[Provided passage]:
___

Because of false positives, seroprevalence is massively overestimated everywhere that there hasn’t been a massive outbreak. In those places the IFR is 1-2%. But can we extrapolate to normal outbreaks? If, as widely believed, an overrun medical system has worse mortality, then maybe the normal IFR really is only 0.5-1%. But if your meta-analysis directly measures that, it is not well-done.
The CFR will shift substantially over time and location as testing changes. I’m not sure how you would reliably use this information. IFR should not change much and tells you how bad it is for you personally to get sick.
I wouldn’t call the model Zvi links expert-promoted. Every expert I talked to thought it had problems, and the people behind it are economists not epidemiologists or statisticians.
For IFR you can start with seroprevalence data here and then work back from death rates: https://twitter.com/ScottGottliebMD/status/1268191059009581056
Regarding back-of-the-envelope calculations, I think we have different approaches to evidence/data. I started with back-of-the-envelope calculations 3 months ago. But I would have based things on a variety of BOTECs and not a single one. Now I’ve found other sources that are taking the BOTEC and doing smarter stuff on top of it, so I mostly defer to those sources, or to experts with a good track record. This is easier for me because I’ve worked full-time on COVID for the past 3 months; if I weren’t in that position I’d probably combine some of my own BOTECs with opinions of people I trusted. In your case, I predict Zvi if you asked him would also say the IFR was in the range I gave.
I clicked through to the tweet you mentioned, which contains a screencap of a chart purporting to show “An Approximate Percentage of the Population That Has COVID-19 Antibodies.” No dates or other info about how these numbers might have been generated.
Fortunately, Gottlieb’s next tweet in the thread contains another screencap of the URLs of the studies mentioned in the chart. I hand-transcribed the Wuhan study URL, and found that while it was performed at a date that’s probably helpful (April 20th) it’s a study in a single hospital in Wuhan, and the abstract explicitly says it’s not a good population estimate:
I’d need to know more about e.g. hospitalization rates in Wuhan to interpret this.
The New York numbers seem to come from a press release, with no clear info about how testing was conducted.
All of these are point estimates, and to get ongoing infection rates, I’d need to fit a time series model with too many degrees of freedom. Not saying no one can do this, but definitely saying it’s not clear to me how I can make use of these numbers without working on the problem full time for a few weeks.
You’ve nonspecifically referred to experts and models a few times; that’s not helpful and only serves to intimidate. What would be helpful would be if you could point to specific models by specific experts that make specific claims which you found helpful.
I’m not trying to intimidate; I’m trying to point out that I think you’re making errors that could be corrected by more research, which I hoped would be helpful. I’ve provided one link (which took me some time to dig up). If you don’t find this useful that’s fine, you’re not obligated to believe me and I’m not obligated to turn a LW comment into a lit review.
Given that it apparently took you some time to dig up even as much as a tweet with a screen cap of some numbers that with quite a lot of additional investigation might be helpful, I hope you’re now at least less “confused” about why I am “relying on this back of the envelope rather than the pretty extensive body of work on this question.”
If you want to see something better, show something better.
The director of NIAID publicly endorsed that model’s bottom line.
Because of false positives, seroprevalence is massively overestimated everywhere that there hasn’t been a massive outbreak. In those places the IFR is 1-2%. But can we extrapolate to normal outbreaks? If, as widely believed, an overrun medical system has worse mortality, then maybe the normal IFR really is only 0.5-1%. But if your meta-analysis directly measures that, it is not well-done.

___

[Given information]:
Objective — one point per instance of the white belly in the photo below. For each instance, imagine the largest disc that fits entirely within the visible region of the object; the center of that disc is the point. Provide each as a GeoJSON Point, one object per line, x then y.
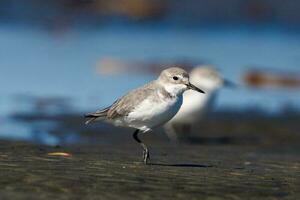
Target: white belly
{"type": "Point", "coordinates": [194, 106]}
{"type": "Point", "coordinates": [151, 114]}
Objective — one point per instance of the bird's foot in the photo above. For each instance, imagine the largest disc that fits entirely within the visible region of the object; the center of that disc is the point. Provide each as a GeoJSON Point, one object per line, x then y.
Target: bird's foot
{"type": "Point", "coordinates": [146, 156]}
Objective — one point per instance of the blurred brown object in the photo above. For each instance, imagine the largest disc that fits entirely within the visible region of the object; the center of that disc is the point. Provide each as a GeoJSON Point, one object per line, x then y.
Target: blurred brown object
{"type": "Point", "coordinates": [136, 9]}
{"type": "Point", "coordinates": [111, 66]}
{"type": "Point", "coordinates": [257, 78]}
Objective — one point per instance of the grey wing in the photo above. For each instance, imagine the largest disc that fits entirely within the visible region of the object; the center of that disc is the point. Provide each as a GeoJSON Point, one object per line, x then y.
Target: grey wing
{"type": "Point", "coordinates": [127, 103]}
{"type": "Point", "coordinates": [123, 106]}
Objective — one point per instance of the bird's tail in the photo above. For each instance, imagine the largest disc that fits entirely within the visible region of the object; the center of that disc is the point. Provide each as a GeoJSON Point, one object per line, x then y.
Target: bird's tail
{"type": "Point", "coordinates": [98, 115]}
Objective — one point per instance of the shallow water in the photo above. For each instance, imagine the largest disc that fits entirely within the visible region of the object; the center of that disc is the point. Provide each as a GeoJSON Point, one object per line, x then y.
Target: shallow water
{"type": "Point", "coordinates": [35, 63]}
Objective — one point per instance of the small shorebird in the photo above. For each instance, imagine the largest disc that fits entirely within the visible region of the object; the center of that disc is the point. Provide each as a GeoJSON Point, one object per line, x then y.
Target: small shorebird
{"type": "Point", "coordinates": [195, 106]}
{"type": "Point", "coordinates": [148, 106]}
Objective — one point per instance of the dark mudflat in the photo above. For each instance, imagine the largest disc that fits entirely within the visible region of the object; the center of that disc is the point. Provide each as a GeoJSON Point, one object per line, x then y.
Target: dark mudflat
{"type": "Point", "coordinates": [183, 172]}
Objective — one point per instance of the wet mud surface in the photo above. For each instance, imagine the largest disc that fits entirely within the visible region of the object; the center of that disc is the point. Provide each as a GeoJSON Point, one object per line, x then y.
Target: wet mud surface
{"type": "Point", "coordinates": [227, 157]}
{"type": "Point", "coordinates": [175, 172]}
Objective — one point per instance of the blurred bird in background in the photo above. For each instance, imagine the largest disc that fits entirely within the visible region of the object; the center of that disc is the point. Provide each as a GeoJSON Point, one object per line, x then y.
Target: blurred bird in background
{"type": "Point", "coordinates": [195, 105]}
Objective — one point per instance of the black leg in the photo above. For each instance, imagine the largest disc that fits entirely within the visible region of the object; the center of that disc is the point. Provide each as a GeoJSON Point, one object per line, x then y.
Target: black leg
{"type": "Point", "coordinates": [146, 154]}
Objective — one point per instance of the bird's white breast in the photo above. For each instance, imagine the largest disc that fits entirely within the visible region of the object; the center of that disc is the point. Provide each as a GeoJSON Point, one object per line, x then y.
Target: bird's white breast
{"type": "Point", "coordinates": [151, 113]}
{"type": "Point", "coordinates": [193, 107]}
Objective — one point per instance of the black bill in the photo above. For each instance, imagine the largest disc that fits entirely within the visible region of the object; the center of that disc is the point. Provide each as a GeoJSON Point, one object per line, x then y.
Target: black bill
{"type": "Point", "coordinates": [192, 87]}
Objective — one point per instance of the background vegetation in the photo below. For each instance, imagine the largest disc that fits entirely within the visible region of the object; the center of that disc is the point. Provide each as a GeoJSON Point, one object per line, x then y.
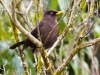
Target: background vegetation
{"type": "Point", "coordinates": [80, 24]}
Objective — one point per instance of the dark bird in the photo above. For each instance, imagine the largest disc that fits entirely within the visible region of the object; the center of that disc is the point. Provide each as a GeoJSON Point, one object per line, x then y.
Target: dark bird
{"type": "Point", "coordinates": [48, 22]}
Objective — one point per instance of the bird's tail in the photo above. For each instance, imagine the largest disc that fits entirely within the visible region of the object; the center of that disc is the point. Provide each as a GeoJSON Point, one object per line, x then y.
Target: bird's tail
{"type": "Point", "coordinates": [17, 44]}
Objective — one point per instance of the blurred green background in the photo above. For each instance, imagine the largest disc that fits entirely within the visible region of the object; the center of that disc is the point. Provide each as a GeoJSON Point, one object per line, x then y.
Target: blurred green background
{"type": "Point", "coordinates": [10, 62]}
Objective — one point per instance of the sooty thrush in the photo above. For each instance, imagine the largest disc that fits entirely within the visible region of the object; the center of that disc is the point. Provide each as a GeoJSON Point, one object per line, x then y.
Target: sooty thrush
{"type": "Point", "coordinates": [47, 23]}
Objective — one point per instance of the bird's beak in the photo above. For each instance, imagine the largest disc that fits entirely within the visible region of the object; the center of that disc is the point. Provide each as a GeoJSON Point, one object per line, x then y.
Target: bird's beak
{"type": "Point", "coordinates": [59, 12]}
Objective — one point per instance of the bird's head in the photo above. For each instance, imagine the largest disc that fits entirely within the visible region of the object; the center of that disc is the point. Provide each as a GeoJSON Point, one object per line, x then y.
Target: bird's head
{"type": "Point", "coordinates": [51, 14]}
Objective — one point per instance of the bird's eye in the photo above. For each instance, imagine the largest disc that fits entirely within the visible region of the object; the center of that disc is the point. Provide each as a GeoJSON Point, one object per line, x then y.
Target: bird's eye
{"type": "Point", "coordinates": [51, 13]}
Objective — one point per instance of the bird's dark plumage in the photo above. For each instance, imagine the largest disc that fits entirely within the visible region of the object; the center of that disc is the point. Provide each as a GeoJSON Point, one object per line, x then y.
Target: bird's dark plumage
{"type": "Point", "coordinates": [48, 22]}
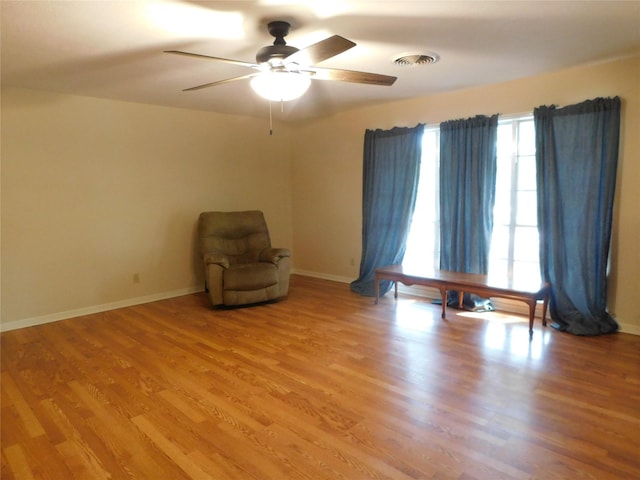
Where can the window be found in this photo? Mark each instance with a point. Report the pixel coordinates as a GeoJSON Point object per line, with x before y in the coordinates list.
{"type": "Point", "coordinates": [423, 243]}
{"type": "Point", "coordinates": [515, 241]}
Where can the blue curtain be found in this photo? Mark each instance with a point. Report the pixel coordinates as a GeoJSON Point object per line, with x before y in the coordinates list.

___

[Exercise tasks]:
[A] Answer these questions from the text about COVID fatality rates:
(i) What IFR does the text give for places that have not had a massive outbreak?
(ii) How long has the commenter who defers to other sources worked full-time on COVID?
(iii) Where do the New York numbers seem to come from?
[B] Update the part of the text about COVID fatality rates that opens with the words containing "Fortunately, Gottlieb’s next" and closes with "a few weeks.", changing "press release" to "news report".
Use only the text about COVID fatality rates, not the material.

[Answers for this exercise]:
[A]
(i) 1-2%
(ii) 3 months
(iii) A press release

[B]
Fortunately, Gottlieb’s next tweet in the thread contains another screencap of the URLs of the studies mentioned in the chart. I hand-transcribed the Wuhan study URL, and found that while it was performed at a date that’s probably helpful (April 20th) it’s a study in a single hospital in Wuhan, and the abstract explicitly says it’s not a good population estimate:
I’d need to know more about e.g. hospitalization rates in Wuhan to interpret this.
The New York numbers seem to come from a news report, with no clear info about how testing was conducted.
All of these are point estimates, and to get ongoing infection rates, I’d need to fit a time series model with too many degrees of freedom. Not saying no one can do this, but definitely saying it’s not clear to me how I can make use of these numbers without working on the problem full time for a few weeks.